-------- Supplied records
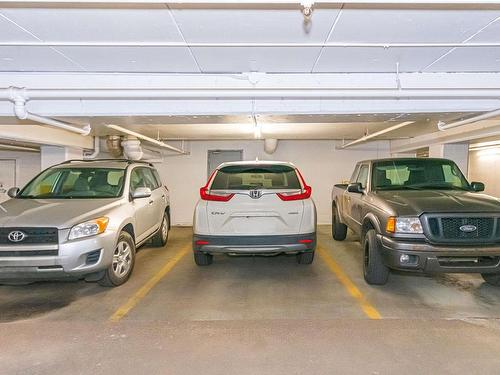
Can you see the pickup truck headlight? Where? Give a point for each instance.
(404, 225)
(89, 228)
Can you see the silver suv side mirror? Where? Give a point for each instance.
(141, 192)
(13, 192)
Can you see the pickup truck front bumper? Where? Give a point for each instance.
(421, 256)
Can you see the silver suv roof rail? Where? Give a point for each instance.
(128, 161)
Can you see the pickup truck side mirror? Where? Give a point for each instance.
(141, 192)
(477, 186)
(13, 192)
(355, 187)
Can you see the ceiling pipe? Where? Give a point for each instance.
(232, 3)
(146, 138)
(239, 93)
(443, 126)
(270, 145)
(376, 134)
(97, 149)
(249, 44)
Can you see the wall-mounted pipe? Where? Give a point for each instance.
(259, 93)
(146, 138)
(270, 145)
(376, 134)
(443, 126)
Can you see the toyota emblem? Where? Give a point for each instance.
(16, 236)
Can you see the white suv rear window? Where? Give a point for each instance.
(249, 177)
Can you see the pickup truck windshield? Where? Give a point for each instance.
(418, 174)
(68, 183)
(249, 177)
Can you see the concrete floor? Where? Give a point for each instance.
(252, 316)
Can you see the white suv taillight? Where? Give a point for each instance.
(305, 193)
(207, 196)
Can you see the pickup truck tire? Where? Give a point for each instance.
(339, 230)
(305, 258)
(374, 269)
(491, 278)
(202, 259)
(160, 239)
(122, 264)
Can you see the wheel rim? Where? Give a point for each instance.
(366, 257)
(122, 259)
(164, 230)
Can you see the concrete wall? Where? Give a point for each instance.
(27, 165)
(484, 166)
(320, 163)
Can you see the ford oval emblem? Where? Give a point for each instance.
(468, 228)
(16, 236)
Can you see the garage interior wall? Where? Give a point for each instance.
(484, 166)
(27, 165)
(319, 161)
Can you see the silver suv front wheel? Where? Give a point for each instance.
(123, 262)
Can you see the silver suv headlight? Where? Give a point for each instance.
(404, 225)
(89, 228)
----------------
Your task: Please transcribe the listing from the line containing "Can you see the pickup truck tire?" through its final line, both included, reproducing each line verbatim.

Result for this exercise:
Can you see the pickup truck tire? Where? Give a point for each instance.
(339, 230)
(305, 258)
(374, 269)
(491, 278)
(202, 259)
(160, 239)
(122, 264)
Can you see the wheel rim? Where? Give a point for each instance.
(366, 257)
(122, 259)
(164, 230)
Can you see the concrete wall? Where? Give a point for each instance.
(27, 165)
(484, 166)
(320, 163)
Can you see the ford oval emblem? Where? Give a point for each instance.
(468, 228)
(16, 236)
Can you see the garage interior wall? Where? Give a point for each instance.
(484, 166)
(27, 165)
(319, 161)
Can you see the silver suv front wheel? Where? Give a point for each instance.
(123, 262)
Can you see the silver suv headlight? Where? Give a point for each instance.
(404, 225)
(89, 228)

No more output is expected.